Requirements >>
Reproduce the data below verbatim, starting at the line that contains "For every instance of the roadside" and continuing through the last line of the data.

****

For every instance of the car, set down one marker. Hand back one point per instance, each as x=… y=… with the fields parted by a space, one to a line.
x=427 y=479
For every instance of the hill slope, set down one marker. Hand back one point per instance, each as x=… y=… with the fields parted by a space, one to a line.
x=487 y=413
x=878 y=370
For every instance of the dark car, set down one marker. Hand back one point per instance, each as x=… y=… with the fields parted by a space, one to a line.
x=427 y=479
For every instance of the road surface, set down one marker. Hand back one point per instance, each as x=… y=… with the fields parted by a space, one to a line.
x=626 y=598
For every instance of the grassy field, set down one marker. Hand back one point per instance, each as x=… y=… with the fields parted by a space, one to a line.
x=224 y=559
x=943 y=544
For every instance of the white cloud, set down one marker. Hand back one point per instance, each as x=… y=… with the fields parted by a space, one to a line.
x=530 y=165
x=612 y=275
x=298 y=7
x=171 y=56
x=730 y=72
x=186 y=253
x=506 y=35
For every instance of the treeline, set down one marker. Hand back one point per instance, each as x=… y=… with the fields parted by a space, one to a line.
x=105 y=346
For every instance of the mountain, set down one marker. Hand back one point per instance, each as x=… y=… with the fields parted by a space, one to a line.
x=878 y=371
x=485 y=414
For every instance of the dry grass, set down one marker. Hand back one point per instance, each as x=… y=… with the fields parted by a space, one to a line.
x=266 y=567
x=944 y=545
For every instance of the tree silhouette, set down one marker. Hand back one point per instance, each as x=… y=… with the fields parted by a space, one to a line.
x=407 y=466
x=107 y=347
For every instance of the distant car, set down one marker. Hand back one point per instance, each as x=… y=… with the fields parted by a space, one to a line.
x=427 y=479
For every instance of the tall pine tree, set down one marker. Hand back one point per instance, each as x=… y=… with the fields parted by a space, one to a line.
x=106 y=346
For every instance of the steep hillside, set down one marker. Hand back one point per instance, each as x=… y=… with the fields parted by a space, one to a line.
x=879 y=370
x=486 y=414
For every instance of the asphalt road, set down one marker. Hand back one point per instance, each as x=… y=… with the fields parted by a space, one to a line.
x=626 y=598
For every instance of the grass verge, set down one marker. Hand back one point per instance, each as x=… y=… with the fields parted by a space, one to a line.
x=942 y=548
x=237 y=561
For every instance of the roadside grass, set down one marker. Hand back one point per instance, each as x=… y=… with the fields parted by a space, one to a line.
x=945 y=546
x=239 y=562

****

Complete answer >>
For every instance of the roadside grass, set down one marker. Hand back one point per instance, each as x=… y=… with the fields parted by a space, one to a line.
x=945 y=546
x=239 y=562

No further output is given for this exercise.